## Your objective
Turn the lines below into a JSON list of strings, one string per line, and skip any blank lines.
══ Materials provided
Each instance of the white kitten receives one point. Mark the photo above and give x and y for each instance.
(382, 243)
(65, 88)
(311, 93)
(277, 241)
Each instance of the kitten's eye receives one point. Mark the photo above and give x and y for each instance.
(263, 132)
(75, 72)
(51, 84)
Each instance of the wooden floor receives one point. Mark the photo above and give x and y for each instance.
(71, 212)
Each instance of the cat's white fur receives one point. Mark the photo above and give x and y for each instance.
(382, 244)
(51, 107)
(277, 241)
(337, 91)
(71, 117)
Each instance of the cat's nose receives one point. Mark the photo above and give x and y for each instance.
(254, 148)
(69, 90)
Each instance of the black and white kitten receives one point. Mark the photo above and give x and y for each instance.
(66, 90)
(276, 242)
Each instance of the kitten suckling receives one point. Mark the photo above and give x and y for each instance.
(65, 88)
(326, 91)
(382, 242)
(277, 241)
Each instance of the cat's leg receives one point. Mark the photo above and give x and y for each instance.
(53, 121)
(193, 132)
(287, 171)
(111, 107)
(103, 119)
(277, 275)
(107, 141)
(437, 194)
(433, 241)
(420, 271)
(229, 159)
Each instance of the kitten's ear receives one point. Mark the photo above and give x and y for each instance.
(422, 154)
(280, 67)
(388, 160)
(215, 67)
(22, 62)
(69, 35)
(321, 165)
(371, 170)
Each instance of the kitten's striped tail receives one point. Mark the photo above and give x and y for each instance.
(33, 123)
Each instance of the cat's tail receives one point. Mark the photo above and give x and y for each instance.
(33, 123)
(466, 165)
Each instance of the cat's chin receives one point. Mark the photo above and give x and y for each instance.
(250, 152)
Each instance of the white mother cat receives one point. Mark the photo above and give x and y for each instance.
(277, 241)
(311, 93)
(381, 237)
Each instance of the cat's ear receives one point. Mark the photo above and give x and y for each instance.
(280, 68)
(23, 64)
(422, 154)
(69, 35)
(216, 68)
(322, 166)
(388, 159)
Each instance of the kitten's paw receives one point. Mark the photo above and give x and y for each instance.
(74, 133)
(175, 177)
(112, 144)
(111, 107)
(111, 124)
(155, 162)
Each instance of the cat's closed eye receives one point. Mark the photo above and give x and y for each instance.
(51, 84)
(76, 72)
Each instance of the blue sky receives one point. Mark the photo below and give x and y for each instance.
════
## Response for this exercise
[
  "Each instance of the white kitten receives one point. Mark the photo above and give x and y for each instance.",
  "(382, 243)",
  "(65, 88)",
  "(311, 93)",
  "(277, 241)",
  "Each instance of the kitten's eye receives one point. Mark the photo above and give x and y for each instance.",
  "(263, 132)",
  "(75, 72)",
  "(51, 84)",
  "Each instance of the wooden floor receives one point. Mark the photo above and give x and y for each instance.",
  "(71, 212)",
  "Each instance of the cat's white fur receives one point. Mark the photo above and give x and y for each instance.",
  "(382, 244)",
  "(51, 107)",
  "(277, 241)",
  "(337, 91)",
  "(71, 117)",
  "Each instance of the cat's nose receives one point. Mark the photo above and give x and y for each instance.",
  "(254, 148)",
  "(69, 90)",
  "Each instance of the black and white kitten receives one point. Mark the photo above and give x and y for each instance.",
  "(66, 90)",
  "(276, 242)",
  "Each instance of the kitten suckling receives one point. Mark the photo above and give x and y for each instance.",
  "(65, 88)",
  "(326, 91)",
  "(382, 242)",
  "(277, 241)",
  "Each instance of the cat's leg receives one point. Mark the photo above and give x and y for each instance.",
  "(53, 121)",
  "(193, 132)",
  "(287, 171)",
  "(111, 107)",
  "(103, 119)",
  "(277, 275)",
  "(107, 141)",
  "(437, 194)",
  "(433, 241)",
  "(420, 271)",
  "(229, 159)",
  "Each instance of the kitten's ear receives one point. Mark the photo above and give x and y for each instance.",
  "(422, 154)",
  "(280, 67)",
  "(388, 160)",
  "(215, 67)",
  "(22, 62)",
  "(69, 35)",
  "(321, 165)",
  "(371, 170)",
  "Each instance of the kitten's striped tail receives one point. Mark the photo above and give x and y for each instance.",
  "(33, 123)",
  "Each instance of the cat's tail receives one point. Mark the photo above and give x and y for each instance.",
  "(33, 123)",
  "(466, 165)",
  "Each instance of the cat's chin receives one point. Mark the photo above and give x and y for each instance.",
  "(250, 152)",
  "Each instance of the white mother cat receives one point. Mark the photo above and give x and y for each instance.",
  "(277, 241)",
  "(311, 93)",
  "(381, 237)",
  "Each instance of the cat's ear receives one point. Mark the photo above and give x and y for each instance.",
  "(280, 68)",
  "(23, 64)",
  "(422, 154)",
  "(69, 35)",
  "(216, 68)",
  "(322, 166)",
  "(388, 159)",
  "Each instance of the kitten's paw receives one point. Mark the photo above and give x and y for each instance.",
  "(74, 133)",
  "(175, 177)",
  "(112, 144)",
  "(111, 107)",
  "(111, 124)",
  "(155, 162)",
  "Each instance of the cat's closed eye receives one point. Mark the photo above and give x and y for each instance.",
  "(51, 84)",
  "(76, 72)",
  "Each instance of the blue sky receives one point. Mark the photo below and give x and y for each instance."
]